** DOCUMENT EXCERPT follows **

New or Worsening Edema/Dyspnea
New or worsening edema/dyspnea was defined as investigator-reported development of new edema/dyspnea during the study or the worsening of the severity (mild, moderate, severe) of existing edema/dyspnea compared with baseline. Patients who had an adjudicated event of new or worsening edema/dyspnea could also have an adjudicated event of definite or possible worsening of CHF provided the additional criteria discussed above were met.
Increase in CHF Medication
Increase in CHF medication was defined as any increase in the total daily dose of any medications taken at screening or the addition of new medications for the treatment of CHF during the study. This could include any medication prescribed as treatment for fluid retention or CHF, especially diuretics.

** End of DOCUMENT EXCERPT **
** EXERCISE DATA follows **

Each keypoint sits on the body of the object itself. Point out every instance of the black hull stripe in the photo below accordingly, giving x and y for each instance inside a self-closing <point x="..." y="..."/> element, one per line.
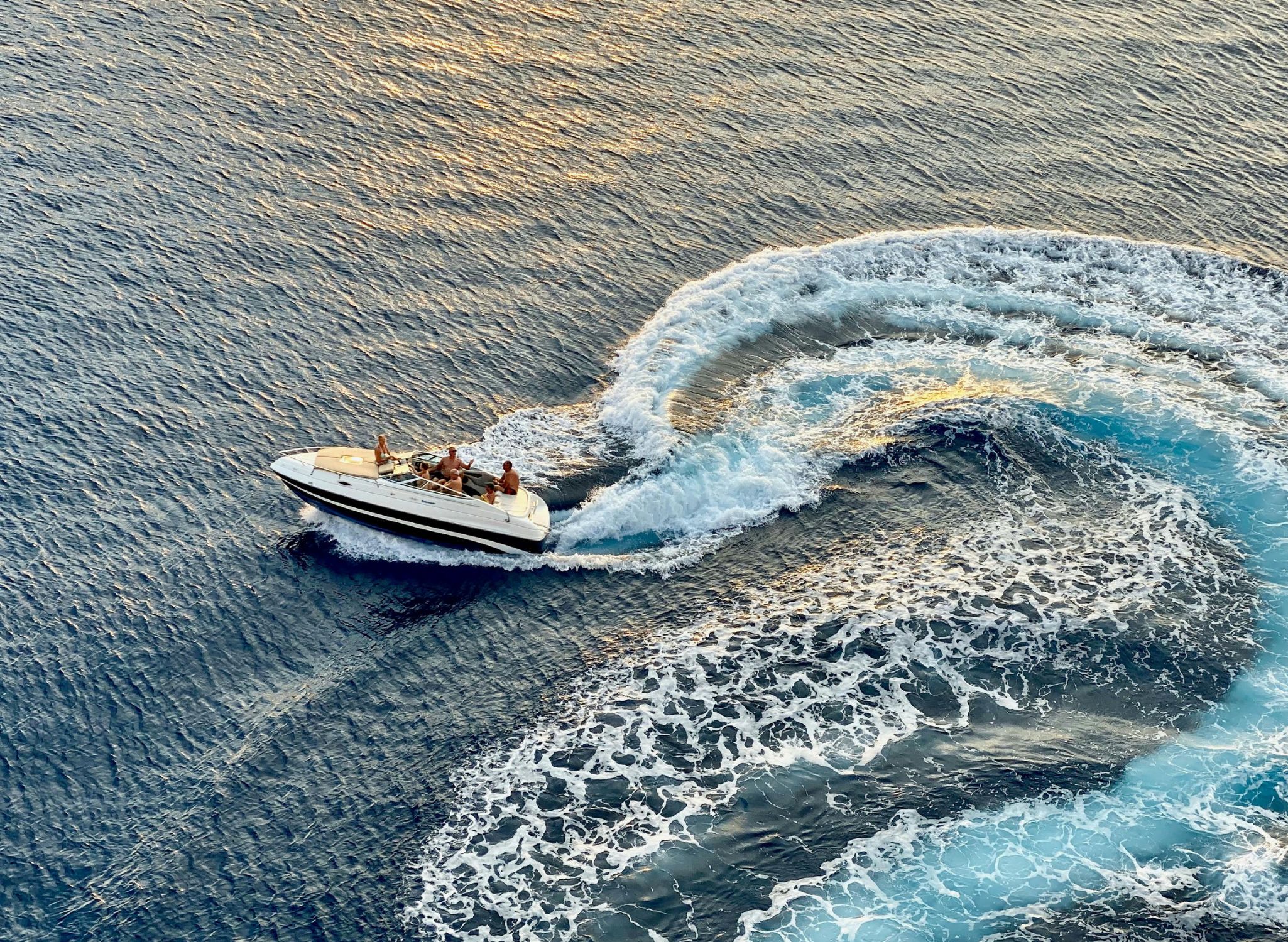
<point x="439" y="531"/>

** End of EXERCISE DATA **

■ **WHAT TO WORK ON**:
• 1. Translate this sentence from the excerpt on heart failure study definitions into Spanish: "This could include any medication prescribed as treatment for fluid retention or CHF, especially diuretics."
• 2. Answer these questions using the excerpt on heart failure study definitions:
(a) Which three severity levels are named for existing edema/dyspnea?
(b) Against what is a worsening in severity of edema/dyspnea compared?
(c) Which kind of medication is singled out as especially included under increase in CHF medication?
• 3. Continue the excerpt on heart failure study definitions from the point where it ends.

■ **RESPONSES FOR EACH TASK**:
• 1. Esto podría incluir cualquier medicamento recetado como tratamiento para la retención de líquidos o la ICC, especialmente los diuréticos.

• 2.
(a) Mild, moderate and severe.
(b) Baseline.
(c) Diuretics.

• 3.
Study populations
The intent-to-treat with last observation carried forward (ITT) population included all randomized patients who had at least 1 valid post-baseline observation for an efficacy variable while on randomized treatment. Baseline measurements were not carried forward. The efficacy evaluable (EE) population consisted of all randomized patients who had at least 1 valid post-baseline observation for an efficacy variable while on randomized treatment and who did not have a major protocol violation. Major protocol violations included the use of insulin, an increase in dose or initiation of a beta-blocker, or an acute cardiac event within 1 month before a scheduled ECHO. The EE population was determined before the study was unblinded. The adjudicated clinical end point data included all patients who had received at least 1 dose of double-blind study medication.
Primary end point
The hypothesis to be tested was that RSG was noninferior to PLB with respect to change from baseline to week 52 in LVEF in the EE population.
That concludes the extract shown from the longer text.